## Work item
Which lines of the records contain the word "green"? Copy each one.

[Saved data entries]
*** Begin section ***

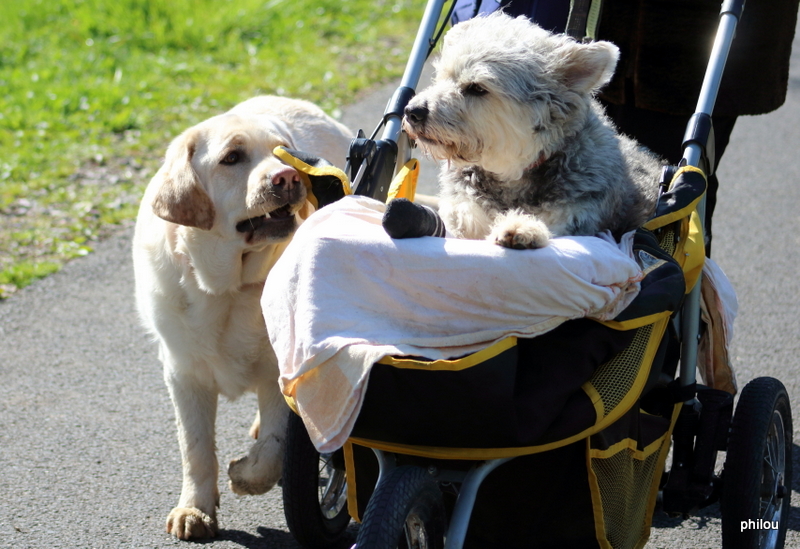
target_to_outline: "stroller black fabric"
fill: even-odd
[[[511,338],[500,352],[469,367],[458,360],[444,368],[426,368],[425,359],[410,368],[375,364],[351,436],[491,449],[550,444],[590,429],[603,412],[584,384],[635,338],[647,339],[627,323],[649,323],[677,311],[685,295],[680,265],[659,248],[653,233],[638,231],[634,254],[646,273],[642,289],[613,321],[576,319],[535,338]],[[605,413],[613,408],[609,402],[602,406]]]
[[[635,406],[588,441],[504,463],[481,484],[464,549],[599,549],[598,521],[613,547],[636,546],[660,479],[660,452],[646,449],[669,427],[669,415]]]
[[[680,265],[660,248],[655,235],[645,229],[636,232],[633,249],[646,276],[639,295],[614,320],[626,322],[661,311],[677,311],[686,290]]]
[[[705,260],[696,212],[705,189],[700,170],[676,171],[637,231],[645,277],[617,318],[572,320],[438,365],[375,364],[344,449],[353,516],[363,516],[377,479],[371,449],[397,465],[457,471],[514,457],[481,484],[464,547],[641,547],[685,400],[661,377],[675,372],[671,319]]]
[[[520,456],[489,474],[478,492],[464,544],[464,549],[599,547],[585,442]]]
[[[632,331],[578,319],[463,370],[378,363],[352,436],[450,448],[558,440],[595,423],[581,385],[632,339]],[[565,408],[570,413],[562,416]]]

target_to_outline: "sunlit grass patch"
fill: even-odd
[[[166,144],[188,125],[262,93],[335,115],[358,91],[399,75],[423,6],[0,2],[5,294],[33,273],[19,265],[62,264],[130,220]]]

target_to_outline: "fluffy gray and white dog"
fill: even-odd
[[[594,99],[618,57],[610,42],[579,43],[502,13],[447,33],[404,128],[446,161],[448,230],[539,248],[551,236],[619,235],[649,217],[663,162],[618,134]]]

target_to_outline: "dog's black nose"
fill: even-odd
[[[406,107],[405,110],[406,118],[412,124],[421,124],[425,122],[425,119],[428,118],[428,107],[426,106],[419,106],[419,107],[412,107],[409,105]]]

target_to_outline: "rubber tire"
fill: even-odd
[[[382,479],[369,500],[358,531],[358,549],[417,549],[408,547],[406,519],[415,514],[430,538],[425,549],[443,549],[446,529],[442,492],[422,468],[402,466]]]
[[[778,519],[777,543],[781,548],[791,507],[792,487],[792,409],[786,388],[777,379],[760,377],[742,391],[731,423],[723,470],[722,547],[724,549],[761,548],[759,529],[743,529],[742,521],[761,519],[761,483],[767,436],[778,412],[784,430],[785,496]],[[771,518],[769,519],[771,520]]]
[[[343,546],[350,514],[347,504],[334,518],[322,514],[319,501],[320,454],[308,436],[303,420],[291,414],[286,428],[283,458],[283,512],[297,543],[306,549]]]

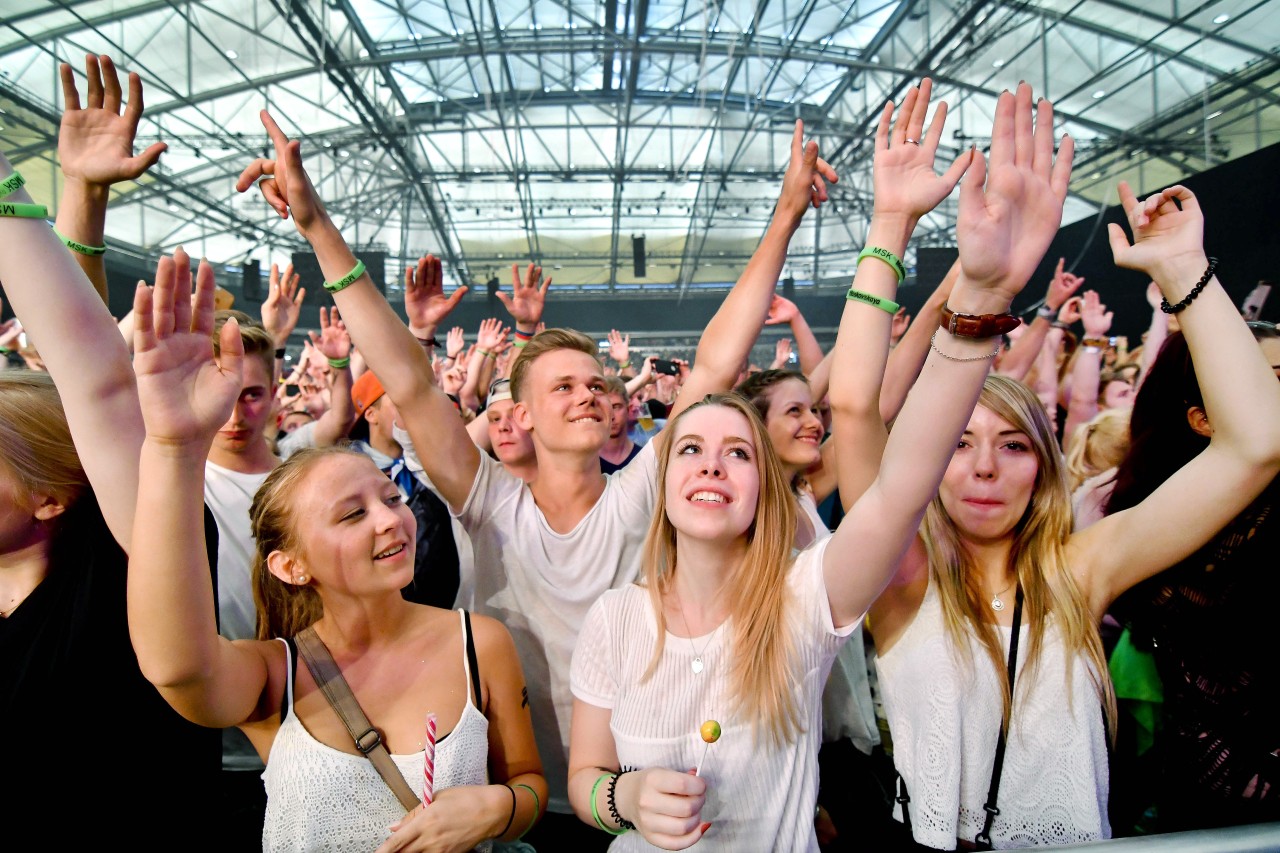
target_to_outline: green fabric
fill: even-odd
[[[1137,724],[1136,746],[1138,755],[1142,755],[1155,742],[1160,705],[1164,702],[1164,687],[1156,672],[1155,659],[1134,647],[1126,628],[1116,641],[1107,665],[1121,713],[1128,714]]]

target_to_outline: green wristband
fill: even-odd
[[[524,838],[526,835],[528,835],[529,830],[533,829],[533,825],[538,822],[538,812],[542,811],[542,797],[539,797],[537,791],[533,790],[533,788],[530,788],[528,785],[524,784],[523,782],[517,782],[516,784],[511,786],[511,790],[513,791],[516,788],[524,788],[530,794],[533,794],[533,817],[529,819],[529,825],[524,828],[524,832],[516,836],[516,841],[519,841],[521,838]]]
[[[13,195],[18,190],[26,186],[26,183],[27,182],[23,180],[22,175],[18,173],[18,170],[14,169],[12,175],[5,178],[3,181],[0,181],[0,198]]]
[[[48,219],[49,208],[43,204],[0,201],[0,216],[14,216],[18,219]]]
[[[350,367],[351,356],[347,356],[346,358],[331,358],[329,359],[329,366],[334,370],[342,370],[343,368]]]
[[[897,314],[898,309],[902,307],[896,302],[890,302],[880,296],[872,296],[870,293],[863,293],[861,290],[854,290],[852,287],[849,288],[849,292],[845,294],[844,298],[849,302],[865,302],[868,305],[874,305],[876,308],[887,311],[890,316]]]
[[[902,258],[899,258],[888,249],[881,249],[879,246],[867,246],[858,253],[859,264],[862,263],[863,258],[875,258],[893,267],[894,273],[898,276],[898,284],[902,284],[907,277],[907,268],[902,265]]]
[[[90,246],[85,243],[81,243],[79,240],[72,240],[57,228],[53,229],[53,233],[57,235],[58,239],[61,240],[68,249],[81,255],[88,255],[91,258],[96,258],[107,253],[106,246]]]
[[[596,826],[600,827],[605,832],[609,833],[610,835],[622,835],[622,833],[626,832],[626,830],[622,828],[610,829],[605,824],[605,822],[600,819],[600,808],[596,805],[596,793],[599,792],[600,790],[600,783],[603,782],[605,779],[612,779],[612,778],[613,778],[612,773],[605,773],[599,779],[596,780],[596,783],[594,785],[591,786],[591,816],[596,819]]]
[[[330,293],[337,293],[339,290],[346,290],[362,275],[364,275],[364,261],[357,259],[356,265],[351,268],[351,272],[347,273],[337,281],[326,281],[324,283],[324,289]]]

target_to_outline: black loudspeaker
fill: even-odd
[[[631,254],[635,260],[636,278],[644,278],[644,236],[631,238]]]
[[[244,298],[246,300],[265,299],[267,294],[263,292],[265,288],[262,286],[262,265],[257,261],[248,261],[242,268],[242,275],[240,292],[244,294]]]
[[[791,276],[787,276],[782,280],[782,298],[792,302],[796,301],[796,280]]]
[[[364,261],[364,268],[369,273],[369,278],[373,279],[378,292],[386,295],[387,253],[364,251],[360,252],[358,257]],[[307,289],[307,296],[303,300],[304,305],[333,304],[328,291],[324,289],[324,273],[320,270],[320,262],[316,260],[314,253],[294,252],[290,262],[293,264],[293,271],[300,276],[298,286]],[[246,298],[248,298],[247,295]]]
[[[947,271],[958,257],[960,250],[954,246],[916,249],[916,284],[932,291],[946,278]]]

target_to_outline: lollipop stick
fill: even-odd
[[[702,748],[702,757],[698,759],[698,766],[697,766],[697,767],[695,767],[695,768],[694,768],[694,770],[693,770],[693,775],[694,775],[694,776],[701,776],[701,775],[702,775],[702,762],[704,762],[704,761],[706,761],[706,760],[707,760],[707,750],[708,750],[708,749],[710,749],[710,748],[711,748],[711,744],[707,744],[706,746],[704,746],[704,747]]]

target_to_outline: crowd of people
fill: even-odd
[[[61,69],[53,228],[0,153],[23,361],[0,371],[0,715],[29,831],[952,850],[1280,820],[1280,335],[1218,282],[1191,192],[1124,183],[1141,345],[1063,262],[1020,323],[1073,159],[1025,83],[941,172],[931,81],[885,105],[825,353],[775,292],[839,180],[797,121],[689,361],[545,328],[534,263],[468,336],[427,255],[406,324],[264,111],[237,189],[333,300],[290,363],[291,268],[237,310],[178,249],[110,315],[111,187],[164,145],[135,154],[136,74],[127,98],[108,57],[85,77],[82,99]],[[901,258],[957,187],[959,258],[908,317]],[[754,365],[770,324],[791,338]]]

*** End section ***

## Task answer
target_to_outline: green fabric
target_to_outline: green wristband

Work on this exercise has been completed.